**Activity**: Update the passage of the shared housing text from "But it doesn’t" up to and including "quiet hours, etc.", and write it out again with "house rules" replaced by "written agreements".

**Page excerpt**:

Not doing your dishes is a luxury you can’t afford in shared housing.

Being a single and somewhat adventurous and nomadic woman, I’ve had many shared housing experiences over the years, and many of them have been positive. When it works, it’s great, because sharing the housing expenses means it’s less out of pocket for everyone, making housing and traveling much more accessible — and sometimes, in expensive areas, the only way it’s possible. Plus, it can be fun, lively and even magical.


But it doesn’t always work. And I’ve found when that happens is that it’s mostly due to lack of a management system in the house. When there is a formal structure in place, such as house rules that are typically found at hostels, guest houses, and Airbnbs, you are more likely to have everyone on the same page about responsibilities, especially in terms of cleanliness of common spaces, quiet hours, etc. 


Without a formal structure like this, you are basically at the mercy of your housemates’ consciousness and respect for you and the spaces you share — and if these qualities are lacking too… yeah, not too surprising: it’s not gonna work. 


This is what I’ve recently experienced, and I’m writing about it as kind of a catharsis (I left a week ago and still have negative feelings about it), and also as a cautionary tale for anyone considering going into a shared housing experience.


My situation was temporary, and the main reason I was going was for its location — so even though I was somewhat aware that I was going to be encountering some bullshit, I still chose to go through with it, because being in that location was the most important thing to me, and I reasoned that it’s only five weeks — what harm could possibly be done in such a short amount of time? Whatever it was, it would be over soon anyway.

[Collection entries]

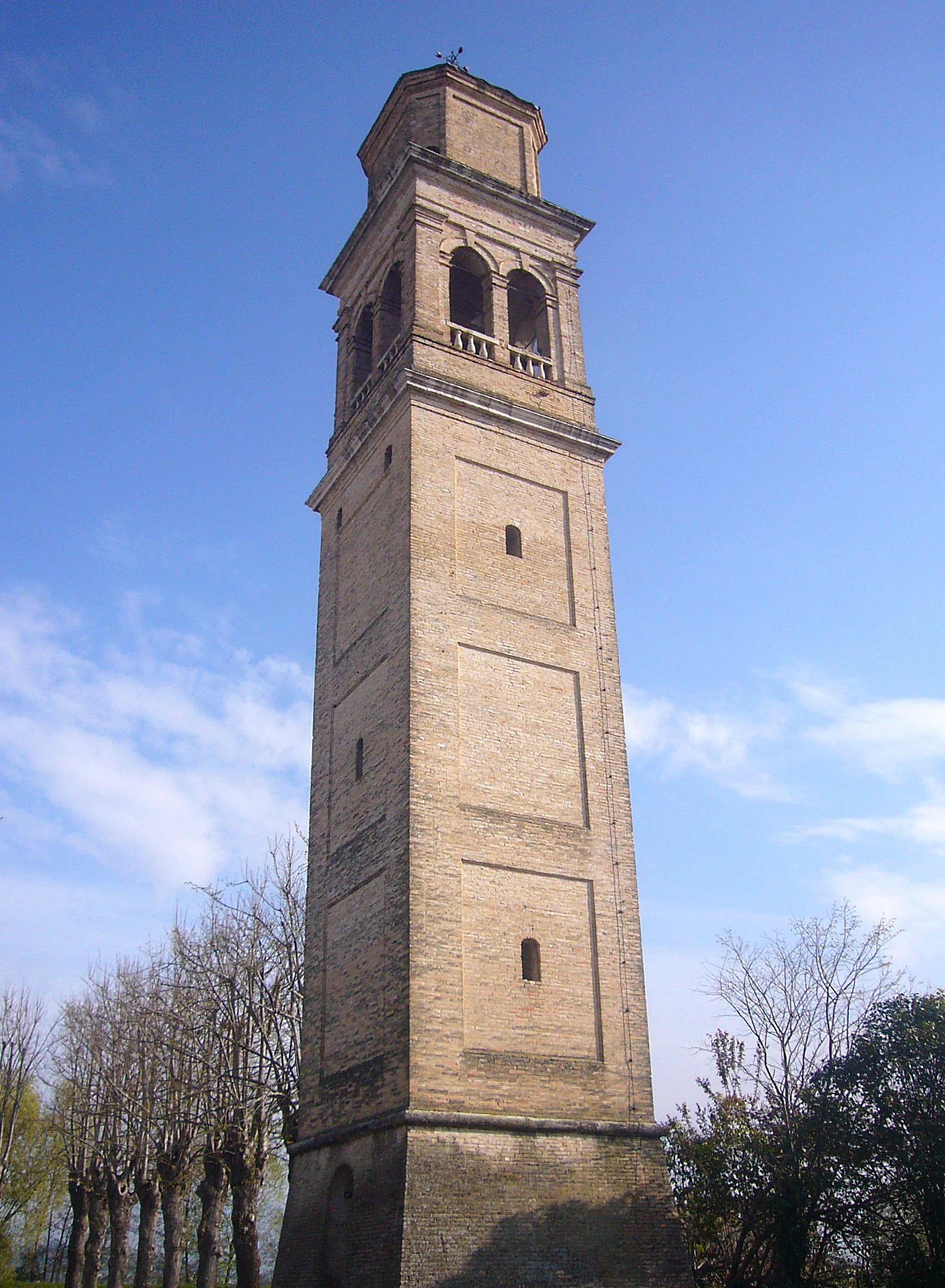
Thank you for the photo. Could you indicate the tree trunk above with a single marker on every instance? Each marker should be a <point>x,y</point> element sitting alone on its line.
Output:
<point>75,1257</point>
<point>121,1203</point>
<point>245,1183</point>
<point>212,1193</point>
<point>98,1224</point>
<point>150,1201</point>
<point>173,1212</point>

**Exercise response**:
But it doesn’t always work. And I’ve found when that happens is that it’s mostly due to lack of a management system in the house. When there is a formal structure in place, such as written agreements that are typically found at hostels, guest houses, and Airbnbs, you are more likely to have everyone on the same page about responsibilities, especially in terms of cleanliness of common spaces, quiet hours, etc.